An emergency has been declared at the Hanford Nuclear Reservation near Richland, Washington (about 200 miles southeast of Seattle) after a tunnel collapsed atop rail cars containing radioactive waste. All on-site workers have been told to “take cover” while the U.S. Department of Energy issues further directives for standard emergency protocol operations.
Hanford, which produced an atomic bomb in WWII, is one of the most contaminated nuclear sites in the U.S. The Cold War relic of sorts stopped producing plutonium in 1980 and began cleanup operations in 1989, but these procedures are expected to take several more decades. According to a facility statement issued late Tuesday morning, a 20-foot section of a tunnel caved in next to the site’s PUREX facility (which extracts plutonium).
The collapsed tunnel is primarily used to store hazardous waste (on a temporary basis while the PUREX site awaits decontamination and demolition at an undetermined future date), and crews are working to assess whether any contamination has been released. Obviously, there’s concern for nearby water sources, but at this time, no injuries have been reported. Further, no staff members were in the tunnel when it collapsed, and access to the area has been restricted. The Washington Post spoke with former Energy Department official Robert Alvarez, who describes the grave risk at hand:
[Alvarez] said that the rail cars carry spent fuel from a reactor area along the river to the chemical processing facility, which then extracts dangerous plutonium and uranium. He said the plant lies near the middle of the sprawling 580-square mile Hanford site and was “a very high hazard operation.”
CBS News notes that the entire Hanford Nuclear Reservation holds a total of 177 underground tanks, which contain a staggering 56 million gallons of radioactive waste. The U.S. government invests billions of dollars annually on Hanford cleanup operations.

* [Data excerpts]
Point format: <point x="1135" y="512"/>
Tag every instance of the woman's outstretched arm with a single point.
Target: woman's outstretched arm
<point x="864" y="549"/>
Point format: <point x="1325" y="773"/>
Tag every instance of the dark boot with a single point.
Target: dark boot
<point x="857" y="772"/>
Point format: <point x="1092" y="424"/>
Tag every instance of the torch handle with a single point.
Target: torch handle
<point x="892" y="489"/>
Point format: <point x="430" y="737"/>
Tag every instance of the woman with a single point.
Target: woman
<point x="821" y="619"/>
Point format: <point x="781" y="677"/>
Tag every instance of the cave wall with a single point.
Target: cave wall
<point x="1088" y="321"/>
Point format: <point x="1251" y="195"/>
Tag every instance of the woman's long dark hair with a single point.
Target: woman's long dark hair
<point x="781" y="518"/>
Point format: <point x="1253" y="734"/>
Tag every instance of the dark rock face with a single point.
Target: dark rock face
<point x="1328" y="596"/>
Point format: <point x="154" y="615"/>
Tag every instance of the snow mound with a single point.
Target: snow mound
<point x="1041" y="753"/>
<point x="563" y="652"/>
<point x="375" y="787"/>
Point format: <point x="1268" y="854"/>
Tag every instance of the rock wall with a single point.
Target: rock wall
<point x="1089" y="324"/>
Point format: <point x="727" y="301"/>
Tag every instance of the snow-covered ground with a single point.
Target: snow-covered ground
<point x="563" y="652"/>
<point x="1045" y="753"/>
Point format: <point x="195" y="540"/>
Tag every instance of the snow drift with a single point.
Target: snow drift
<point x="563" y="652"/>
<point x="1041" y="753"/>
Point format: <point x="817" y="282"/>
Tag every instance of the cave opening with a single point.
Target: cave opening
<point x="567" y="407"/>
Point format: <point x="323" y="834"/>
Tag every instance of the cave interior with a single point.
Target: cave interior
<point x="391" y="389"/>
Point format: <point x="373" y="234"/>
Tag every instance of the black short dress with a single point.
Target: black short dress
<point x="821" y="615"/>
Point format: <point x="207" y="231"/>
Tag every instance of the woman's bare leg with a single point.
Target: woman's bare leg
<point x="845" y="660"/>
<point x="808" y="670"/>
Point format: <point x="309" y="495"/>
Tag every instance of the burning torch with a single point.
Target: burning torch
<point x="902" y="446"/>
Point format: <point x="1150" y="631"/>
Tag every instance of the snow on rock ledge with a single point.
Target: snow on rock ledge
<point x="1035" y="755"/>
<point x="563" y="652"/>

* [Work to complete]
Set down the Hanford article word for word, starting with "Hanford, which produced" and going on through "(which extracts plutonium).". You won't need the material that comes after the text.

* [Exercise response]
Hanford, which produced an atomic bomb in WWII, is one of the most contaminated nuclear sites in the U.S. The Cold War relic of sorts stopped producing plutonium in 1980 and began cleanup operations in 1989, but these procedures are expected to take several more decades. According to a facility statement issued late Tuesday morning, a 20-foot section of a tunnel caved in next to the site’s PUREX facility (which extracts plutonium).